** BEGIN Records supplied **

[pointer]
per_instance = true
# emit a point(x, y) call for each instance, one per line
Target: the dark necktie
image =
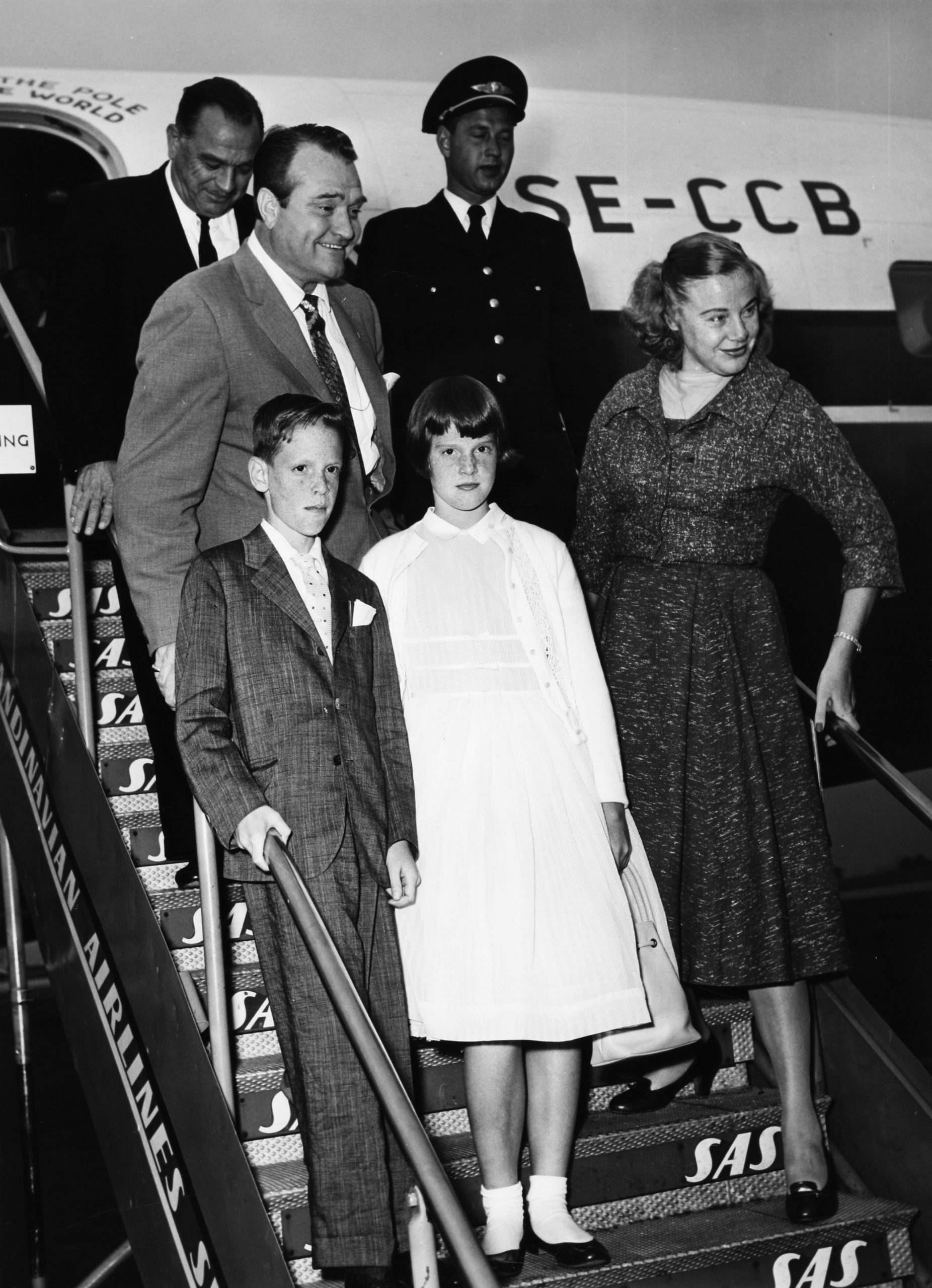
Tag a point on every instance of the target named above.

** END Records supplied **

**Short problem:** Convert every line of the items above into a numbered list, dropping any blank lines and leaving the pictures out.

**Task result:**
1. [pointer]
2. per_instance = true
3. # emit a point(x, y) call for each instance, one per line
4. Target: the dark necktie
5. image =
6. Tag a point on every instance of the target named above.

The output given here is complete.